(TASK A): Copy out the portion of the GPU AP tuning post below from "Title: GPU AP" up to and including "GPU AP parameters.".
(TASK B): Translate this sentence from the GPU AP tuning post below into Spanish: "Also can be used in testing phase for check for false positives."

Seti@Home optimized science apps and information

Optimized Seti@Home apps => Windows => GPU crunching => Topic started by: Raistmer on 05 Aug 2012, 06:14:08 pm

Title: GPU AP tuning: new set of test tasks for GPU AP
Post by: Raistmer on 05 Aug 2012, 06:14:08 pm
Feature of this set: tasks are zero-blanked w/o any signals. This constitutes ideal case for GPU part.
Preferred usage: to tune GPU AP parameters.
Also can be used in testing phase for check for false positives.

I personally prefer to use long enough (around 300secs mean elapsed time) task for tuning and performance measuring cause such task total length much more than startup time but still small enough for doing whole bunch of runs with different params.

Here longest one attached. Execution time on my HD6950 around 300secs, with good (but not nessesary the best) params:
-unroll 10 -ffa_block 4096 -ffa_block_fetch 4096
on idle CPU with Cat 12.1 driver, Win7 x64 OS.

(RECORDS):
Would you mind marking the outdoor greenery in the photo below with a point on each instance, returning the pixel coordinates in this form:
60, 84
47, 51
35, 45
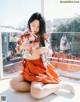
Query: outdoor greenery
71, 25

(EXERCISE RESULT A):
Title: GPU AP tuning: new set of test tasks for GPU AP
Post by: Raistmer on 05 Aug 2012, 06:14:08 pm
Feature of this set: tasks are zero-blanked w/o any signals. This constitutes ideal case for GPU part.
Preferred usage: to tune GPU AP parameters.

(EXERCISE RESULT B): También se puede usar en la fase de pruebas para comprobar si hay falsos positivos.